» **DIRECTION 1**:
In the heater circuit text, what is centrifugal switch 67 ganged to?

» **EXTRACTED TEXT**:
• • •
In the embodiment of FIG. 5 the same switch contacts A, B, C and D are provided and the timing arrangement is the same as that shown in FIG. 2 for the first embodiment. The motor 26 is the same, and the starting switch 34, blower 30 and timer 37 are the same. In this embodiment the switch A-C is in a line 64 to one side of the parallel heaters 60 and 61 and 63, when used, and with the exhaust thermostat 62. Similarly, contact D of the switch A-D is in an electric line 65 that bypasses the inlet thermostat 39. The door switch 66 which is the same as the door switch 66 of the first embodiment is connected to a line L1. The on-off switch 35 which is the same as the corresponding switch in the first embodiment is connected to the second line L2. The third line L3 to provide the necessary power for the electric heaters is connected through a centrifugal switch 67 and a safety thermostat 68 by means of a line 69. This line is connected to the side of the parallel electric heaters opposite the line 64.

The centrifugal switch 67 is controlled by rotation of the motor 26 and is ganged as at 67a to centrifugal switch 29. In order to start operation of this embodiment, the switch 35 is closed and the start switch 34, which is normally open, is closed. This starts operation of the motor by energizing the starting windings 27 and the running windings 28 as in the first embodiment and as soon as the centrifugal switch 29 moves to the contact 48, which deenergizes the starting windings 27, the start switch 34 can be released. This operation is exactly the same as described in the first embodiment and occurs in a very short period of time. As soon as the motor 26 reaches a speed to move switch arm 29 from contact 47 to contact 48, the centrifugal switch 67 which is also controlled by switch arm 29 as shown at 67a also closes to provide power to the electric heaters.

As soon as the timer 37 is indexed to the starting position in the manner described previously, contacts A B, A-C and A-D are closed. As pointed out in the first embodiment, this provides a parallel energization circuit for inlet thermostat 39 and also causes immediate energization, after centrifugal switch 67 closes, of the electric heaters 60 and 61. This heating continues through the first three timed intervals as previously described during which the inlet thermostat 39 opens. In conditions of high ambient temperature, the exhaust temperature, as indicated by the line 72, continues to increase until it reaches the upper setting or opening point of the exhaust thermostat 62 indicated by the line 73. As is customary in thermostats of this type, the exhaust thermostat 62 has an upper setting or opening point and lower setting or reset point with the lower setting indicated by the line 74 in order to switch the heater 6] into and out of the circuit. When the exhaust temperature line 72 reaches the opening temperature line 73 of the exhaust thermostat, the circuit is broken in the exhaust thermostat 62 to deenergize heating element 61. The exhaust thermostat then continues to open and close in the customary manner between the temperature setting lines 73 and 74 during the drying cycle.
• • •
» **DIRECTION 2**:
Repeat the records from their first line through the line containing "[266,96,361,190]", with both of those lines included.

» **RAW DATA**:
• • •
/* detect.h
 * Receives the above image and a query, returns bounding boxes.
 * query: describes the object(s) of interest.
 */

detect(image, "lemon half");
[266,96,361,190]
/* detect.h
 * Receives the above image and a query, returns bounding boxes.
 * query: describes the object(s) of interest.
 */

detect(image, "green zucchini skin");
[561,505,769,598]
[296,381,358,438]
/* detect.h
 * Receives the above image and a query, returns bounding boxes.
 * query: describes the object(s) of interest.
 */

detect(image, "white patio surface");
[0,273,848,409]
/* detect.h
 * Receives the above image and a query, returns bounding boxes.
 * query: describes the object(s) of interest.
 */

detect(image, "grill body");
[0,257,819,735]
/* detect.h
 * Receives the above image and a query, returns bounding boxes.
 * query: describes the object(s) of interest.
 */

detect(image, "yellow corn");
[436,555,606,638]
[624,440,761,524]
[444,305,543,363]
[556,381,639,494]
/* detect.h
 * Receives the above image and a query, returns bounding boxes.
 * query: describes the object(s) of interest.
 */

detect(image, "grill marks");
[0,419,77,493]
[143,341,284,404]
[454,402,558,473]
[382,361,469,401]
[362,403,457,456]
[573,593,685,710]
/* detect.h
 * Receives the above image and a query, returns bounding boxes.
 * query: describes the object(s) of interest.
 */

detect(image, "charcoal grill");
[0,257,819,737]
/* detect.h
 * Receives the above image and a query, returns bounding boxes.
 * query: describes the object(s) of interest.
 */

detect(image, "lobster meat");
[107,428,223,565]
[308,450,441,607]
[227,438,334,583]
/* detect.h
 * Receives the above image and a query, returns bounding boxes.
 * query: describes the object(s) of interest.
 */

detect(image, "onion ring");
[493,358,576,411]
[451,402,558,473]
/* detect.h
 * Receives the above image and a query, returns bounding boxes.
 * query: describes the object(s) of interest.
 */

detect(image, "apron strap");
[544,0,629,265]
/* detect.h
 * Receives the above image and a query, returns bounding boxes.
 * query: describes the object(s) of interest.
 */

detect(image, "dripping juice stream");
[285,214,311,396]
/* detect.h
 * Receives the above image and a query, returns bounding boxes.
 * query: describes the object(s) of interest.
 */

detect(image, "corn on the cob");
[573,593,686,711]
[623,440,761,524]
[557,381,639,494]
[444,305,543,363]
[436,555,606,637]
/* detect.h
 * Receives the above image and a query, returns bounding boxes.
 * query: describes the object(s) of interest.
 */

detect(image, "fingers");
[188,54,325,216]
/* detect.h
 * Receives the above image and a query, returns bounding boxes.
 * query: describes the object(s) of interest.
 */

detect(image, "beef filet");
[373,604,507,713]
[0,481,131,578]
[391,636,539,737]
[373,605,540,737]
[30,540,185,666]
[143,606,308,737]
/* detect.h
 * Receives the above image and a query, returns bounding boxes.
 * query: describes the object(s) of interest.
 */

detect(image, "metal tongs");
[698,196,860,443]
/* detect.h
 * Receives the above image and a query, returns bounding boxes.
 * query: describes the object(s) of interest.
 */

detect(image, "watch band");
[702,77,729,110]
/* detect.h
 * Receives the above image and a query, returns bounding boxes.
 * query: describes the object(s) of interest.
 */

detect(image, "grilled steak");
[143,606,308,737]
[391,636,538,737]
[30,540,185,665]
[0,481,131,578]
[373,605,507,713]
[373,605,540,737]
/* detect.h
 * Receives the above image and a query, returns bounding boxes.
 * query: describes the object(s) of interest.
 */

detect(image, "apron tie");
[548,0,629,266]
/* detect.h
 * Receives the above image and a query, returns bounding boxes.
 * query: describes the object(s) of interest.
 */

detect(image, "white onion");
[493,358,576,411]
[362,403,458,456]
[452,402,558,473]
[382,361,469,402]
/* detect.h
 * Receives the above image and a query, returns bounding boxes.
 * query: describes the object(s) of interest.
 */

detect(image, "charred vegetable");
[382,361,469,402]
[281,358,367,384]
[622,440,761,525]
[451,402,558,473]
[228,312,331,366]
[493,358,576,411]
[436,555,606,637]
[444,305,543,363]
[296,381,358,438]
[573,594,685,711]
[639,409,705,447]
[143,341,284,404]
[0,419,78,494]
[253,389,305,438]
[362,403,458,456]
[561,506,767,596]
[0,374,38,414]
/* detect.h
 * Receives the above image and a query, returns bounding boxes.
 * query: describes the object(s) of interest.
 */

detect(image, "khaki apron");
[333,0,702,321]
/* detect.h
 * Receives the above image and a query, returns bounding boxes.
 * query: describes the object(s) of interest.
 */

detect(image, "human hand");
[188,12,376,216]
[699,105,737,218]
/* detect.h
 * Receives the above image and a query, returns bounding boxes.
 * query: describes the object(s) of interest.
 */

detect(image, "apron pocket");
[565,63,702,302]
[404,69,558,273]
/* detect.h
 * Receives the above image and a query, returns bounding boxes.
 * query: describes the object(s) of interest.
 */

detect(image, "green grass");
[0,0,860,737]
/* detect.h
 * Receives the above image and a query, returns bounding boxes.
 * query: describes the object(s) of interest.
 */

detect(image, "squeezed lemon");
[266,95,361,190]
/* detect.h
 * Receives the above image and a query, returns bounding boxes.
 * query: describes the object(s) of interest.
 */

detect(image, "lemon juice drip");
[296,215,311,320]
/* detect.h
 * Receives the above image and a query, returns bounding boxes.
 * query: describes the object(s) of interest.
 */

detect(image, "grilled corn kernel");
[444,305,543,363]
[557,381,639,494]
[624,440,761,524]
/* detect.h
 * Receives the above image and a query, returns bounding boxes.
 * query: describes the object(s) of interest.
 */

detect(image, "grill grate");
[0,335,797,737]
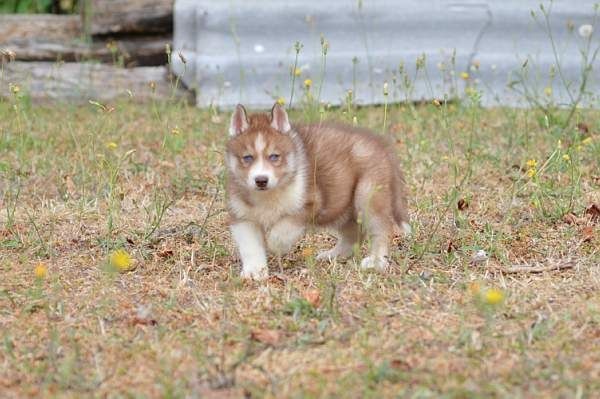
• • •
» **CORRECT RESULT 1**:
Centrifugal switch 29.

» **CORRECT RESULT 2**:
/* detect.h
 * Receives the above image and a query, returns bounding boxes.
 * query: describes the object(s) of interest.
 */

detect(image, "lemon half");
[266,96,361,190]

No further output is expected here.